TASKS TO PERFORM:
[1] Rename "degas bottle" to "surge tank" in everything from "7.3L Power Stroke coolant" down to "reach operating temp." of the coolant flush text, and give that stretch back.
[2] Locate every line of the entries that contains the string "bead" and copy each one out. Case counts.

** START TEXT TO READ **

7.3L Power Stroke radiator drain valve location

• The radiator drain valve/petcock is located at the bottom of the radiator on the driver side. Attach a section of 3/8" heater hose or fuel line to the petcock so that it can be drained without running down the radiator cross-member.

• Drain the radiator into a suitable drain pan (minimum 4 gallons).

7.3L Power Stroke coolant reservoir

• Fill the cooling system with distilled water through the coolant overflow reservoir/degas bottle. Fill to the cold fill line, do not overfill the system.

• Start and run the engine, allowing it to reach full operating temperature. You may need to take the truck for a short drive in order to reach operating temp.

• After running engine at operating temp for a minimum 5 minutes, shut off engine and allow to cool. Drain the cooling system once more, then fill with distilled water.

• Once again allow the engine to reach and run at operating temperature for a minimum 5 minutes, then drain the cooling system.

• Add a cleaning/flush solution per the product's instructions. Allow engine to run at operating temperature per product's instructions. Fleetguard Restore requires running the engine for a minimum 60 and maximum 90 minutes at normal operating temperature.

• Drain cooling system once engine has cooled appropriately. Fill system with distilled water. Repeat the drain, fill, run process a minimum 3 more times in order to completely flush any remaining engine coolant and cleaning solution.

• After 3 drain, fill, run cycles, assess the color of the cooling system as it drains. The goal to have a cooling system that is completely filled with clean distilled water and only negligible amounts of engine coolant. If the cooling system does not drain clear, repeat the flush process (refill, run, drain) until the cooling system drains clear. It typically takes us a total of 7 trials from start to finish.

• If the cooling system drains clear, do not refill and continue to service the cooling system. The system will be refilled and balanced with a 50/50 distilled water, engine coolant mixture after the service has been completed.

Coolant reservoir removal

• Remove the coolant overflow reservoir/degas bottle. Clean it with a baking soda solution and let it sit for an hour, periodically shaking the solution in the tank. Next, clean and rinse the tank with dish soap.

• Reinstall the coolant overflow reservoir/degas bottle once all the soap and baking soda has been completely washed out. Install a new cap - do not reuse the old one.

Upper radiator hose

• Remove the upper radiator hose, which connects the inlet at the top of the radiator (driver side) to the thermostat housing outlet (front of engine).

Thermostat housing gasket

• Remove the (3) bolts holding the thermostat housing to the engine block with an 8 mm socket. The rear bolt is difficult to access, but you can remove them all with a 1/4" drive ratchet and a series of extensions.

** END TEXT TO READ **
** START THE DATA **

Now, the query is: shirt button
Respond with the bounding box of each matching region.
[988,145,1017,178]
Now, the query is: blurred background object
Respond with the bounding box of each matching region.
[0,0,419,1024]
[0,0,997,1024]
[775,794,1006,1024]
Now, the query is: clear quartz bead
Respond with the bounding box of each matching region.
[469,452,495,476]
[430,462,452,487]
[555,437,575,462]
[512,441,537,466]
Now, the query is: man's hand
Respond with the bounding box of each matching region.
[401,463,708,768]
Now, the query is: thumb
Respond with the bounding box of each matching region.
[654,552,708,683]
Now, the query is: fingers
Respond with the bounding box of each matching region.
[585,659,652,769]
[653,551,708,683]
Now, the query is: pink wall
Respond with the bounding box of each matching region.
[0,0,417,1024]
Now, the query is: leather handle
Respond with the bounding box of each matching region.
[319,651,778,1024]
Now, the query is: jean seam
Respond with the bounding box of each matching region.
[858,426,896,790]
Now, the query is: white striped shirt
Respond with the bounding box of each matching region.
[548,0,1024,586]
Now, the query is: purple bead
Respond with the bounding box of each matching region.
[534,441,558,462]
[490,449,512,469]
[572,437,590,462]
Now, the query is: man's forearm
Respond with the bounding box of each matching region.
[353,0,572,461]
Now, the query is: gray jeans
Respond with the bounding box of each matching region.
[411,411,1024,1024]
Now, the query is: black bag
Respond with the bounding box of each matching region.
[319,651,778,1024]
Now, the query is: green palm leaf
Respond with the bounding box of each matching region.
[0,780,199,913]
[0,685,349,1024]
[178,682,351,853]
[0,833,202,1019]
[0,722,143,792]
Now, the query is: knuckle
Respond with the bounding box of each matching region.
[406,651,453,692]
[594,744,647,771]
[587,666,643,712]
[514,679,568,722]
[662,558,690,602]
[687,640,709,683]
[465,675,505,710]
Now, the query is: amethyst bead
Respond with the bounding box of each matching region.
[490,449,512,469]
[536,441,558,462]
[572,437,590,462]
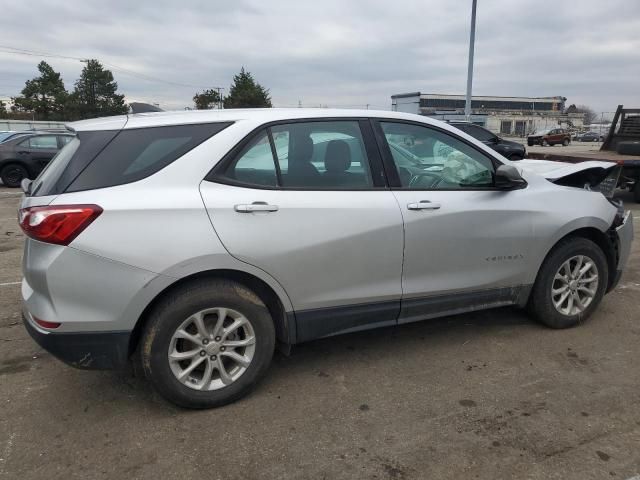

** END THE DATA **

SOLUTION SET:
[1]
7.3L Power Stroke coolant reservoir

• Fill the cooling system with distilled water through the coolant overflow reservoir/surge tank. Fill to the cold fill line, do not overfill the system.

• Start and run the engine, allowing it to reach full operating temperature. You may need to take the truck for a short drive in order to reach operating temp.

[2]
Now, the query is: clear quartz bead
Now, the query is: purple bead
Now, the query is: amethyst bead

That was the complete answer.